— Goal of the exercise —
Your answer should contain each record from the listing, repeated exactly.

--- Entries shown ---

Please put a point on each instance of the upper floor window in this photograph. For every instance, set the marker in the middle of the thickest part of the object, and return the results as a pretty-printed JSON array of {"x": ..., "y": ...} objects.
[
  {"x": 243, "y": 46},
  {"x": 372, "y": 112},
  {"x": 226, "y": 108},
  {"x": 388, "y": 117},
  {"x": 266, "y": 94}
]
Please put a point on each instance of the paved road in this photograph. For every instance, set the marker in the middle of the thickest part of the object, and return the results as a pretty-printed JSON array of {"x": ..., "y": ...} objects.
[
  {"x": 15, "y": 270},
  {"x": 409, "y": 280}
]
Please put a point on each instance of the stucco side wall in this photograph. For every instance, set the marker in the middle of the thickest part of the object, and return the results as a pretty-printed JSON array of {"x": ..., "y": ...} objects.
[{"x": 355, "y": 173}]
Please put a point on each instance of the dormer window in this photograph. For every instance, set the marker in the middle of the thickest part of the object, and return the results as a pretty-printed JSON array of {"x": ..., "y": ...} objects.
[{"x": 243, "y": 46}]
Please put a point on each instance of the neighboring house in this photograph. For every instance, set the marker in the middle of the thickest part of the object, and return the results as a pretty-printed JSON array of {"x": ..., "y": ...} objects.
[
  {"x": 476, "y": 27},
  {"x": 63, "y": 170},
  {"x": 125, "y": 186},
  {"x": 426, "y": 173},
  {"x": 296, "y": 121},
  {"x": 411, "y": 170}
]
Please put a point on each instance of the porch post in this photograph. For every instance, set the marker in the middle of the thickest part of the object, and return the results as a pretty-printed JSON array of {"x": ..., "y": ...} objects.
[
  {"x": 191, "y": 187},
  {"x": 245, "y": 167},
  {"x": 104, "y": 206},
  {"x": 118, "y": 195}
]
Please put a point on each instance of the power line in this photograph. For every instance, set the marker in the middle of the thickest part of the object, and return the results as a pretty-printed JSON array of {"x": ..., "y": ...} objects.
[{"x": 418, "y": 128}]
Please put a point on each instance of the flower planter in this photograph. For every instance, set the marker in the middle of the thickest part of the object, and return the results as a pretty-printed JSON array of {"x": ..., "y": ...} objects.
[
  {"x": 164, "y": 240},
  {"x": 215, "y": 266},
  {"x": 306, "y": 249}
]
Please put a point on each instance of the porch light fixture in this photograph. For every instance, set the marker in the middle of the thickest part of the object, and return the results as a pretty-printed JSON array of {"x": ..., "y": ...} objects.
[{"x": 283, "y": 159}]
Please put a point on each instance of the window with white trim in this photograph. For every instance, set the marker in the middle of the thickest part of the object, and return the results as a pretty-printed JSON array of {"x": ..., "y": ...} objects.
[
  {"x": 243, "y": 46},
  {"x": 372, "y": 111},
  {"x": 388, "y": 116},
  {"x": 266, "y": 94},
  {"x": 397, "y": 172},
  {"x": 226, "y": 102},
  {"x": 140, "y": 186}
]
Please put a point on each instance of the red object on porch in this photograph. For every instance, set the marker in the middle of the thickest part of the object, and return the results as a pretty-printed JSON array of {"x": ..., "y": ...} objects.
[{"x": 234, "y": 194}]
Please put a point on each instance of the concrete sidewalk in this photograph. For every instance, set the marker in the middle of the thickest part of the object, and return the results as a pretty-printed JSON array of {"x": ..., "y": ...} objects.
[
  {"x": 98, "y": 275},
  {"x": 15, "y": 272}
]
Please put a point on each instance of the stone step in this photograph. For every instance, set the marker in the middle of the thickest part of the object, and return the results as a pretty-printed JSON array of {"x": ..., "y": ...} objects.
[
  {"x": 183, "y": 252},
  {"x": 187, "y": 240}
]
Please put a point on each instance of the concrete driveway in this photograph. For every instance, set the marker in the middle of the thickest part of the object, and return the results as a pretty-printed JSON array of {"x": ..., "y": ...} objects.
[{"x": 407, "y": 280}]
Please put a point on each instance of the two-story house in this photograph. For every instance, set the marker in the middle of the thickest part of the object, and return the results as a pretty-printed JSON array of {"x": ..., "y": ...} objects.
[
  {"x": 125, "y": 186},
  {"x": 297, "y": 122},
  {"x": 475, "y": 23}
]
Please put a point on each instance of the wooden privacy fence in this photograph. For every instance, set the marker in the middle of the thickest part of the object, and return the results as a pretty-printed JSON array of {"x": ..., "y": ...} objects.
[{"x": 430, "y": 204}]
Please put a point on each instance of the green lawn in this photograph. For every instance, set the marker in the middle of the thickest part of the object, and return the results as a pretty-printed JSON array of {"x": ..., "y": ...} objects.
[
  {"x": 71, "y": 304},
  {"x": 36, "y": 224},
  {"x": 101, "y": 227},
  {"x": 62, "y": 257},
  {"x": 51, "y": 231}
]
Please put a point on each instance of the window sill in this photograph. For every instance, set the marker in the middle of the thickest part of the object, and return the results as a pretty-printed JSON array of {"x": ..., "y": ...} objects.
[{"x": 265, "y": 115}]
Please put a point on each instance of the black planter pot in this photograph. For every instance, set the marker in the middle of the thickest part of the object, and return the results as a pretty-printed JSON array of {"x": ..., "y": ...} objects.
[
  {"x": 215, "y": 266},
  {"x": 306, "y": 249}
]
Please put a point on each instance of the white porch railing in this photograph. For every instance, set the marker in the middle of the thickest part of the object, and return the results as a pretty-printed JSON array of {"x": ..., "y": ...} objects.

---

— Finished task —
Please put a point on each instance of the upper floor window in this photograph. For every instance, set the marker in the middle of the thickest part of the object, and return the results as a pretty-printed JSON array of {"x": ..., "y": ...} objects.
[
  {"x": 243, "y": 46},
  {"x": 372, "y": 112},
  {"x": 226, "y": 108},
  {"x": 388, "y": 117},
  {"x": 266, "y": 94}
]
Please put a point on each instance of the paved road in this photograph. For every instance, set the marker in the middle of the thickest part of the object, and return the results as a pretty-printed JSON array of {"x": ..., "y": ...} objects.
[
  {"x": 15, "y": 270},
  {"x": 409, "y": 280}
]
Please put a point on each instance of the stucco side wall in this photograph. For every instance, set the marker in the middle of the thickest part of the object, and return the results as a pretty-printed JSON array of {"x": ..., "y": ...} objects.
[{"x": 355, "y": 173}]
Please put a point on each instance of the dormer window in this photograph. For every instance, set the marker in the middle of the thickest part of the object, and return the results as a pretty-printed JSON array of {"x": ..., "y": ...} objects.
[{"x": 243, "y": 46}]
Please put a point on each instance of the neighboring house in this photograph. For every instance, set the marker in the middle of the thickest part of the object, and return the results as a pretty-printed JSON array of {"x": ..., "y": ...} objects.
[
  {"x": 476, "y": 27},
  {"x": 63, "y": 170},
  {"x": 125, "y": 186},
  {"x": 426, "y": 173},
  {"x": 296, "y": 121},
  {"x": 411, "y": 170}
]
Please put a point on each instance of the porch post in this photograph. For every instance, set the marker in the middle of the thickest part of the object, and return the results as a pretty-printed JSON array of {"x": ..., "y": ...} objects.
[
  {"x": 191, "y": 187},
  {"x": 245, "y": 167},
  {"x": 104, "y": 206},
  {"x": 118, "y": 195}
]
Please put a point on each instance of the power line in this photograph. For every instance, set the marker in the middle of the thickest part of the object, and return the results as a pretty-printed JSON array of {"x": ..., "y": ...} objects.
[{"x": 418, "y": 128}]
Please put a point on each instance of the flower planter in this photograph. For every instance, set the marker in the middle of the thickest part of the object, and return the results as a pretty-printed JSON array of {"x": ..., "y": ...} objects.
[
  {"x": 164, "y": 240},
  {"x": 215, "y": 266},
  {"x": 306, "y": 249}
]
Please put a point on each instance of the porch light fixture in this photograph. For every instance, set the marker in the middle of the thickest part of the object, and return the results as a pretty-printed JSON array of {"x": ..., "y": ...} objects.
[{"x": 283, "y": 159}]
Please put a point on each instance of the window with white trim in this photograph. For every instance, set the marker in the middle of the thickest part of the object, and return the results as a pretty-printed JSON array of {"x": ..., "y": ...} objects.
[
  {"x": 243, "y": 46},
  {"x": 372, "y": 111},
  {"x": 388, "y": 116},
  {"x": 266, "y": 94},
  {"x": 397, "y": 172},
  {"x": 226, "y": 102},
  {"x": 140, "y": 186}
]
Please put a point on each instance of the red object on porch in this photograph. For every instance, set the marker in the middle of the thickest part of the object, and return the results as a pretty-printed JSON array of {"x": ..., "y": ...} objects.
[{"x": 234, "y": 194}]
Please put a point on each instance of the concrete sidewalk in this photograph. For every instance, set the marker in the middle of the thickest part of the object, and return the results as a pretty-printed JSON array of {"x": ..., "y": ...} objects.
[
  {"x": 98, "y": 275},
  {"x": 15, "y": 272}
]
Please put a point on each instance of the stone step in this photograph. For every instance, set the marker in the middle of the thickest part of the object, and return the results as a pretty-printed JSON array of {"x": ..., "y": ...} objects.
[
  {"x": 183, "y": 252},
  {"x": 187, "y": 240}
]
Please put a point on each instance of the concrete driveway in this photograph. For every instance, set the marker in the middle of the thickest part of the object, and return the results as a pretty-printed JSON array of {"x": ..., "y": ...} objects.
[{"x": 407, "y": 280}]
Please put a point on each instance of the two-story house in this photograph. For every instance, set the marker in the middle of the thickest part of the object, and return the results as a pretty-printed JSON array of {"x": ..., "y": ...} objects.
[
  {"x": 125, "y": 186},
  {"x": 297, "y": 122},
  {"x": 475, "y": 23}
]
Please put a point on each instance of the wooden privacy fence in this photograph. For every instance, set the marker in the middle of the thickest part of the object, and return the results as a pretty-printed JSON array of {"x": ..., "y": ...} objects.
[{"x": 430, "y": 204}]
Please put a point on each instance of the green lawn in this photograph. For every instance, set the marker in the middle of the thickest part of the object, and return the results as a pretty-printed JSON array of {"x": ..., "y": ...} objects.
[
  {"x": 71, "y": 304},
  {"x": 36, "y": 224},
  {"x": 101, "y": 227},
  {"x": 62, "y": 257},
  {"x": 51, "y": 231}
]
Please put a point on each instance of the window sill in this photograph. For every instance, set the marker in the middle of the thickest part of the object, and return the results as a pretty-printed JSON array of {"x": ..., "y": ...} objects.
[{"x": 265, "y": 115}]
Please put a point on each instance of the black planter pot in this photograph. For every instance, set the marker in the middle of the thickest part of the object, and return the results as a pretty-printed JSON array of {"x": ..., "y": ...} objects.
[
  {"x": 215, "y": 266},
  {"x": 306, "y": 249}
]
Please put a point on each instance of the white porch railing in this photograph. For every instance, set the marker in the middle of the thickest part of the object, and return the results as a pretty-printed JSON array of {"x": ..., "y": ...} objects.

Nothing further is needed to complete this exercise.